> Provided data
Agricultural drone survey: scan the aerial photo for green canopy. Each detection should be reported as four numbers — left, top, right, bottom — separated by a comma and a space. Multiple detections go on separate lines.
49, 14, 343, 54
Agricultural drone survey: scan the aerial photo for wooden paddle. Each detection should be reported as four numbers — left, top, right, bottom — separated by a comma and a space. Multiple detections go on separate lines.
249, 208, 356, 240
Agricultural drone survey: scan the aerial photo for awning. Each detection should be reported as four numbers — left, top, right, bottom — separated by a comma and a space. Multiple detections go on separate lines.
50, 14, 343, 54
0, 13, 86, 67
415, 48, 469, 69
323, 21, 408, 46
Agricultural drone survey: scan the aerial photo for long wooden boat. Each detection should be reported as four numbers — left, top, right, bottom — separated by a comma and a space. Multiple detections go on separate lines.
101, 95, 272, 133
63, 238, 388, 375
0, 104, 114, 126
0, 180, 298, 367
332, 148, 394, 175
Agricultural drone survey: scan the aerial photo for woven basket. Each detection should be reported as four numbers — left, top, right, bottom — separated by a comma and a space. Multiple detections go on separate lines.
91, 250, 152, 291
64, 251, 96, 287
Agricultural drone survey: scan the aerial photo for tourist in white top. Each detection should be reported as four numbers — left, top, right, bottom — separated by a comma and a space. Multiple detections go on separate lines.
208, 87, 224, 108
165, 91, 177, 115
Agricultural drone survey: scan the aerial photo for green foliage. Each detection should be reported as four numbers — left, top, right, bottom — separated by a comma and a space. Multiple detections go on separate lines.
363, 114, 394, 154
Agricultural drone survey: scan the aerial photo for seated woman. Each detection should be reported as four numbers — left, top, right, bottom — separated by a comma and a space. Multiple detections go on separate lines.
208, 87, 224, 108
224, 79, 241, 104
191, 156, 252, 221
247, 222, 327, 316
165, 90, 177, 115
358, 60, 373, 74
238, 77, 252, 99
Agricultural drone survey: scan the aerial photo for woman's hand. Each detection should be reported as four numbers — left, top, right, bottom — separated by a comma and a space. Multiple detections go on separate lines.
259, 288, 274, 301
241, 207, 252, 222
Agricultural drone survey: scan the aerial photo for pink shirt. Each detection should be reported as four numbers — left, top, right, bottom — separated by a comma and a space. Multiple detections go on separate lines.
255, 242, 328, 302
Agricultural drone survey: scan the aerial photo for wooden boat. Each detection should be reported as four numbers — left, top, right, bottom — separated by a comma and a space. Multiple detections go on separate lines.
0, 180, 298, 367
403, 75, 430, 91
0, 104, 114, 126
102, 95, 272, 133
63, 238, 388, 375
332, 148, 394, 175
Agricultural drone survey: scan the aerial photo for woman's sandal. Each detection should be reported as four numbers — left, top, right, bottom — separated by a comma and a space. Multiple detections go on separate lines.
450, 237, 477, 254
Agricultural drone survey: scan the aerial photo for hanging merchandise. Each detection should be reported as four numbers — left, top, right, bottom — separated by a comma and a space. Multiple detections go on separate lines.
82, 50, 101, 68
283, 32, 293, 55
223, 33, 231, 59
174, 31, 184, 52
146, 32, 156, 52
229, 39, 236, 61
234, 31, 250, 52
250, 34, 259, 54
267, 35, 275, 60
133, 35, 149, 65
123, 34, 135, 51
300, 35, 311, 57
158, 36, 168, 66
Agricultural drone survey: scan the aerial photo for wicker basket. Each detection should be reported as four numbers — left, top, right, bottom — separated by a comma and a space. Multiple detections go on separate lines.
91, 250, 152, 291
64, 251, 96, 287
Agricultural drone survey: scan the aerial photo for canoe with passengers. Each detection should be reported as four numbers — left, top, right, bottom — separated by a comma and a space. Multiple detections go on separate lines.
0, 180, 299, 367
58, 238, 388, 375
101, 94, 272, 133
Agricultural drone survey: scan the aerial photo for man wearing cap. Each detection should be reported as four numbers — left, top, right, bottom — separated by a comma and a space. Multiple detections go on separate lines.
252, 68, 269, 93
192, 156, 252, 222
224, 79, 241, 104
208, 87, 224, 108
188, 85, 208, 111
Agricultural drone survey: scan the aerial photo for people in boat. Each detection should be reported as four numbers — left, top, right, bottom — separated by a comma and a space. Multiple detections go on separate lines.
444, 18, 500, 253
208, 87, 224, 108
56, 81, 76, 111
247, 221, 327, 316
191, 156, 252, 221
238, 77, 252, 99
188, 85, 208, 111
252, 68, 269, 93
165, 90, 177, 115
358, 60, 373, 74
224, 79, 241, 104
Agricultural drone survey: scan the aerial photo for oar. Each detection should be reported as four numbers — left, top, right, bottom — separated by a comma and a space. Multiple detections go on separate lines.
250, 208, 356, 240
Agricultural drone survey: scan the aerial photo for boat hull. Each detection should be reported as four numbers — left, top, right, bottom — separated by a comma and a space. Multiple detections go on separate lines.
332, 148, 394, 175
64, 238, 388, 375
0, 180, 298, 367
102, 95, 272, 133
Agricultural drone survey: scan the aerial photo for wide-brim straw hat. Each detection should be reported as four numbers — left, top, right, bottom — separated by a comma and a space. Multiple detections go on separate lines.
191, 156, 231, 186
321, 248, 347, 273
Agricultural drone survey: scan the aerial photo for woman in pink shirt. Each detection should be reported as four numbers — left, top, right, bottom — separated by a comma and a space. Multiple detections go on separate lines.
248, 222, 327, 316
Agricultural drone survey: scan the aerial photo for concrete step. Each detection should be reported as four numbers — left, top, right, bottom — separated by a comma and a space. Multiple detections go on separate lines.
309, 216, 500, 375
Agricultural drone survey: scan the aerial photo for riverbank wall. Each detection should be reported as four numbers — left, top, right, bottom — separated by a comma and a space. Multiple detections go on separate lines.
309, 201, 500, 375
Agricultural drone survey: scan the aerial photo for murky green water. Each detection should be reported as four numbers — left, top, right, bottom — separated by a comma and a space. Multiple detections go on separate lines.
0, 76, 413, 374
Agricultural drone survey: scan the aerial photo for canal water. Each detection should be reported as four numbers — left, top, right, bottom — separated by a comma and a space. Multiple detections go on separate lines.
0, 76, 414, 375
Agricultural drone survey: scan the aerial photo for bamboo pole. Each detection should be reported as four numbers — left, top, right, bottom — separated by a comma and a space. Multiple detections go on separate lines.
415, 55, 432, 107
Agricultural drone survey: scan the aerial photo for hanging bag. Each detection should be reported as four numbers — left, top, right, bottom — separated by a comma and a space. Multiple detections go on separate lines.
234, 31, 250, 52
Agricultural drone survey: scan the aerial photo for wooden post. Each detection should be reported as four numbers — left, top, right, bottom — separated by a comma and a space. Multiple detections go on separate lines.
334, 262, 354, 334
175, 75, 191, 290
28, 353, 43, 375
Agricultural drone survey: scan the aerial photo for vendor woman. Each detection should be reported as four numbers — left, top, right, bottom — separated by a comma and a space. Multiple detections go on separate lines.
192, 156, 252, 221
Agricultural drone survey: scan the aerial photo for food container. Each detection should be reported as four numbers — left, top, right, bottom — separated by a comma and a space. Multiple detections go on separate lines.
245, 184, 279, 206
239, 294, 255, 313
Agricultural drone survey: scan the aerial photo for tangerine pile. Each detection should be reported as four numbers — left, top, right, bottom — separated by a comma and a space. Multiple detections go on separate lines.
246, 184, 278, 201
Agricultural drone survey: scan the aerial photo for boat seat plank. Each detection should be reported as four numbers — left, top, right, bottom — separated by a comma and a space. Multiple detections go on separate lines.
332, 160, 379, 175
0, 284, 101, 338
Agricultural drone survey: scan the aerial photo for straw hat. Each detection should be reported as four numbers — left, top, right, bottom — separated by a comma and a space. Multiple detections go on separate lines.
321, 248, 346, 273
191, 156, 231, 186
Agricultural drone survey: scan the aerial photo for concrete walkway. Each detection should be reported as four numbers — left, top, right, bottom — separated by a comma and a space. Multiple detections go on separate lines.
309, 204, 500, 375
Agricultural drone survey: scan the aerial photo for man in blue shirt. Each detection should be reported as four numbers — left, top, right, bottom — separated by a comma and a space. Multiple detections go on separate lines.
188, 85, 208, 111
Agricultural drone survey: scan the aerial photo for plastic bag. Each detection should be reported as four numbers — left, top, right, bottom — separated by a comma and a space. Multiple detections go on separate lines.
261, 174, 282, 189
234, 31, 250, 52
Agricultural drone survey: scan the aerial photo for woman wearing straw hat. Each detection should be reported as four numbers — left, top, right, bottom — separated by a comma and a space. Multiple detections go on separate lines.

> What you are asked to do
Output the lines from the one containing "Agricultural drone survey: scan the aerial photo for woven" through the one containing "255, 242, 328, 302", both included, as a JSON list of strings with one string per line, skipping blank lines.

> Correct response
[
  "Agricultural drone survey: scan the aerial photo for woven basket. Each detection should be reported as four numbers — left, top, right, bottom — separated by a comma and a space. Multiple detections go on separate lines.",
  "91, 250, 152, 291",
  "64, 251, 96, 287",
  "Agricultural drone survey: scan the aerial photo for tourist in white top. Each detection should be reported as four numbers — left, top, right, bottom — separated by a comma and a space. Multiple detections go on separate lines.",
  "208, 87, 224, 108",
  "165, 91, 177, 115",
  "Agricultural drone survey: scan the aerial photo for green foliage. Each detection should be reported as four numbers — left, top, right, bottom — separated by a comma and a space. Multiple detections go on separate lines.",
  "363, 114, 394, 154",
  "Agricultural drone survey: scan the aerial photo for seated woman. Each detection should be reported as four numbers — left, top, right, bottom — separated by a comma and a space. Multiple detections go on separate lines.",
  "208, 87, 224, 108",
  "224, 79, 241, 104",
  "191, 156, 252, 221",
  "247, 222, 327, 316",
  "165, 90, 177, 115",
  "358, 60, 373, 74",
  "238, 77, 252, 99",
  "Agricultural drone survey: scan the aerial photo for woman's hand. Each detection should be reported as four numbers — left, top, right, bottom — separated by a comma and a space. Multiple detections go on separate lines.",
  "259, 288, 274, 301",
  "241, 207, 252, 222",
  "Agricultural drone survey: scan the aerial photo for pink shirt. Each detection should be reported as four numbers — left, top, right, bottom — separated by a comma and a space. Multiple detections go on separate lines.",
  "255, 242, 328, 302"
]